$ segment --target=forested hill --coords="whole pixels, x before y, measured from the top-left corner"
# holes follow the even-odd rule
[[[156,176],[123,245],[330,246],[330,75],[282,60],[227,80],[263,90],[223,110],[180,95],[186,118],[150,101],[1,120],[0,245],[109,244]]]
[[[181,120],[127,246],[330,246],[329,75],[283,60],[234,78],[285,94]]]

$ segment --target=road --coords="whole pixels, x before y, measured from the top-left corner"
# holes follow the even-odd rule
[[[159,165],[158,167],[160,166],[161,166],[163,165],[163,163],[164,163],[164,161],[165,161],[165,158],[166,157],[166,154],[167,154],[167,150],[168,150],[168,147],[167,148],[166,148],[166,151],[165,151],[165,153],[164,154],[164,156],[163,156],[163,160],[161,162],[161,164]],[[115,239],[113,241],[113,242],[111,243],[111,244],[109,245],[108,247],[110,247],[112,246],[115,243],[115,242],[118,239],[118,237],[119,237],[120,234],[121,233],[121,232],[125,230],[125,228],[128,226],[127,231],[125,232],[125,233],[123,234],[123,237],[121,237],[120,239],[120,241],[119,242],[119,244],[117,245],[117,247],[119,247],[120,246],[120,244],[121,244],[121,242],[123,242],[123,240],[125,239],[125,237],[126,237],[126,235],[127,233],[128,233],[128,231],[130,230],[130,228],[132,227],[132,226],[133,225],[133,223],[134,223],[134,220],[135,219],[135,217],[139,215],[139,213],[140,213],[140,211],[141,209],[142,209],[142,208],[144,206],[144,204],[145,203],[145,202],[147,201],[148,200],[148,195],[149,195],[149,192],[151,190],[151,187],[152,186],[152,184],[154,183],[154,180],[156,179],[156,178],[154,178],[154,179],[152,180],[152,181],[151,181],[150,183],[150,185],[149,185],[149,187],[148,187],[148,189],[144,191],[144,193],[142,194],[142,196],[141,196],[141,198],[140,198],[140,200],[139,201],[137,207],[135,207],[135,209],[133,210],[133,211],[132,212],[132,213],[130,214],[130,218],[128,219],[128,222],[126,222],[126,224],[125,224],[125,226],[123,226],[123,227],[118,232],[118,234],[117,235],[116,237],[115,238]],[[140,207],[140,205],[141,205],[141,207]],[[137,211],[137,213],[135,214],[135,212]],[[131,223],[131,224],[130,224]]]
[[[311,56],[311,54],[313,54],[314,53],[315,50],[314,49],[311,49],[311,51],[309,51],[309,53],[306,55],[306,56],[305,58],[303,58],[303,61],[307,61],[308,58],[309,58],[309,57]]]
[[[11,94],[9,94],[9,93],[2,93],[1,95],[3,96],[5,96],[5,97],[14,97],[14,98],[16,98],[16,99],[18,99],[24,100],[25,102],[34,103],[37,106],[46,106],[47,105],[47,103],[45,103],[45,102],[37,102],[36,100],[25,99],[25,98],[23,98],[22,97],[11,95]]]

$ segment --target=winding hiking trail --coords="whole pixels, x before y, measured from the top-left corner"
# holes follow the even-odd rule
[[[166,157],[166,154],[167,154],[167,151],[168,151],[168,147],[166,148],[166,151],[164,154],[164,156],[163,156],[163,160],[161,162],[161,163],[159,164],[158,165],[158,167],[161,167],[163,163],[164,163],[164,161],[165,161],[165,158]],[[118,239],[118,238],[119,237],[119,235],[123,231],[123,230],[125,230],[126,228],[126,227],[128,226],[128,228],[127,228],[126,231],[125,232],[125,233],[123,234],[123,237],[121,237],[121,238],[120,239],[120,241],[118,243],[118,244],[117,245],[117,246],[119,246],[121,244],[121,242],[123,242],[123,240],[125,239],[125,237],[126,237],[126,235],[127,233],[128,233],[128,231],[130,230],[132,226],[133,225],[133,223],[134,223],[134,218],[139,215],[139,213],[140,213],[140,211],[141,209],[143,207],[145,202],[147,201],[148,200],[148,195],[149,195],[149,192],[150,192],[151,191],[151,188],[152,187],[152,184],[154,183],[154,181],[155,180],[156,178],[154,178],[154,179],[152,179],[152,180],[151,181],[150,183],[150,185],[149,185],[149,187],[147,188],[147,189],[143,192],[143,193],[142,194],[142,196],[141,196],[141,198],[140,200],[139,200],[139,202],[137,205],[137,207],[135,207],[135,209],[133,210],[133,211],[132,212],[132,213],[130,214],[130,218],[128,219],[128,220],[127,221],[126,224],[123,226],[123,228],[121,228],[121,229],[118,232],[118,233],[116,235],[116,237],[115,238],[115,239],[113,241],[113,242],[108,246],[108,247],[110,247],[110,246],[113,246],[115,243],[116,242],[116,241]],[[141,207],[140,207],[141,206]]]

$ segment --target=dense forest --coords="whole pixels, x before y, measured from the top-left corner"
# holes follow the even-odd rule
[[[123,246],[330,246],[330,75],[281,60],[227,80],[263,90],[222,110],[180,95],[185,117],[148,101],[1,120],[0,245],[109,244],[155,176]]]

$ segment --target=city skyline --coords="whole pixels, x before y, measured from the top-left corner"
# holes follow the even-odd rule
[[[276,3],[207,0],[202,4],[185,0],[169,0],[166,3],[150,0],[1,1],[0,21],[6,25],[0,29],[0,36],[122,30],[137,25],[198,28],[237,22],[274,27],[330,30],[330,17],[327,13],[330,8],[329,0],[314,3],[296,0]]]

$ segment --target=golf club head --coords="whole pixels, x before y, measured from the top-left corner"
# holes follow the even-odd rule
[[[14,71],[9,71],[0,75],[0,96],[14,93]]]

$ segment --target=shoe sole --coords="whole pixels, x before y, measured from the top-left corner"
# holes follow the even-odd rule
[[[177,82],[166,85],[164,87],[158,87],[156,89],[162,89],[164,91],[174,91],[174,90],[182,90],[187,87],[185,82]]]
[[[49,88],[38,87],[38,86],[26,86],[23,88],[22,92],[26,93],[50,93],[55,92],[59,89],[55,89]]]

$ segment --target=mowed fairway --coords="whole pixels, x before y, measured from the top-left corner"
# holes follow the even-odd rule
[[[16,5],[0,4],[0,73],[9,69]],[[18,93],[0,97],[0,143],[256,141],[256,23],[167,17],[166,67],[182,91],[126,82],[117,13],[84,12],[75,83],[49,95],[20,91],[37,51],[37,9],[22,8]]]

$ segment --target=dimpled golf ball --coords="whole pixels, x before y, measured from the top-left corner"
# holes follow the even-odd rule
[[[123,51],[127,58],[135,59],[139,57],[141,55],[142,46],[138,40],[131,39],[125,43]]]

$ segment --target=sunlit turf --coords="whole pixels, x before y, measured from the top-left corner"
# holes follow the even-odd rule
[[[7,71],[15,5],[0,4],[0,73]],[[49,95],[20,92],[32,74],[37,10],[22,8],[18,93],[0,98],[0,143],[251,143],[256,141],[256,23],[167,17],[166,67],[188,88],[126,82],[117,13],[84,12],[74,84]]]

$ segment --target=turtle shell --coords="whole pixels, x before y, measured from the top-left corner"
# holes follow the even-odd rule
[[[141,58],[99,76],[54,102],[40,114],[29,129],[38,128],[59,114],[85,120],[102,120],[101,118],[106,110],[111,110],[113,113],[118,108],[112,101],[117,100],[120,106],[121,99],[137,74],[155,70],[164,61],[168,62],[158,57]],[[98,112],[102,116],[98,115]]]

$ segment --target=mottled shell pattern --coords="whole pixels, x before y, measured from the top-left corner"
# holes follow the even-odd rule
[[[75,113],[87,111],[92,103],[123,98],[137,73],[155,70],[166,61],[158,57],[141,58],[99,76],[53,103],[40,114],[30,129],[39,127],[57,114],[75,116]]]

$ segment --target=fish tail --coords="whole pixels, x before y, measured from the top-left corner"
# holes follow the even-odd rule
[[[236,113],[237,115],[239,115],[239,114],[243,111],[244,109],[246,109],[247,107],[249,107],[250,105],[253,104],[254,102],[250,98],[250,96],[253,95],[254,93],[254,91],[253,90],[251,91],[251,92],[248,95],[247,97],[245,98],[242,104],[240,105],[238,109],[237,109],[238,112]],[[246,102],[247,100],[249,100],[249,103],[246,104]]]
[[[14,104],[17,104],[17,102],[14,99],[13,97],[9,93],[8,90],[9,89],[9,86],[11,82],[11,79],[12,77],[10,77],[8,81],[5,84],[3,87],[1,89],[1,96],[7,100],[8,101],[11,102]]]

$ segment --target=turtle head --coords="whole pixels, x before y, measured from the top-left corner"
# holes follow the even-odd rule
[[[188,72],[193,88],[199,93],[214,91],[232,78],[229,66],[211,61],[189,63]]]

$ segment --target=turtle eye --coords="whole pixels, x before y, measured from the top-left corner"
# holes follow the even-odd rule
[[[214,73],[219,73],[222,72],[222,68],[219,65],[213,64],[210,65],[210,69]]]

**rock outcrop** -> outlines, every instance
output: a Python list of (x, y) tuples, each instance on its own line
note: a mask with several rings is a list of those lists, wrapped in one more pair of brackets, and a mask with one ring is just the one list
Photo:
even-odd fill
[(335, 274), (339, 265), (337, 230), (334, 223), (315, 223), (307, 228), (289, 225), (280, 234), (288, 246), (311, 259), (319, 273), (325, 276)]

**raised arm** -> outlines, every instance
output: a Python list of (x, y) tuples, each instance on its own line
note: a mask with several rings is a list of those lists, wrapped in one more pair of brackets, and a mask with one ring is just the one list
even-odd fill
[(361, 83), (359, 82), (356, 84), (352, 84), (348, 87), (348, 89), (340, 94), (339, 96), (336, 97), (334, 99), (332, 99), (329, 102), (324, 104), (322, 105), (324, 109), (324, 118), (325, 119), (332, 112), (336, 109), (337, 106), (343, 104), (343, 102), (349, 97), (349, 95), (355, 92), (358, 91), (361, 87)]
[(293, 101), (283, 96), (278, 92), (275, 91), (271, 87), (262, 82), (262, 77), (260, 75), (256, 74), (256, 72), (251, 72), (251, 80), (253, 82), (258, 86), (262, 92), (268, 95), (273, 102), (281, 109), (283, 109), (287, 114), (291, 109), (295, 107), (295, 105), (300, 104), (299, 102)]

== GIVEN PROBLEM ==
Reproduce the lines starting at the line containing "segment --target=dense forest" and ending at the line containing "[[[14,71],[9,71],[0,75],[0,96],[14,93]]]", swapping "top-left corner" for "upper-left corner" and leaving everything else unchanged.

== FULL OUTPUT ==
$ segment --target=dense forest --coords="whole pixels, x before y, measured from the upper-left corner"
# holes follow the even-odd rule
[[[123,246],[330,246],[330,75],[281,60],[227,80],[263,90],[222,110],[180,95],[185,117],[148,101],[1,120],[0,245],[109,244],[155,176]]]

$ segment --target=city skyline --coords="whole pixels, x before y, measured from the upper-left corner"
# holes follow the even-odd rule
[[[276,3],[207,0],[202,4],[185,0],[169,0],[166,3],[150,0],[1,1],[0,21],[6,25],[0,29],[0,36],[122,30],[137,25],[198,28],[237,22],[274,27],[330,30],[330,17],[327,13],[330,8],[329,0],[314,3],[296,0]]]

$ segment --target=golf club head --coords="whole pixels, x before y, measured from the upper-left corner"
# holes follow the even-odd rule
[[[14,71],[9,71],[0,75],[0,96],[14,93]]]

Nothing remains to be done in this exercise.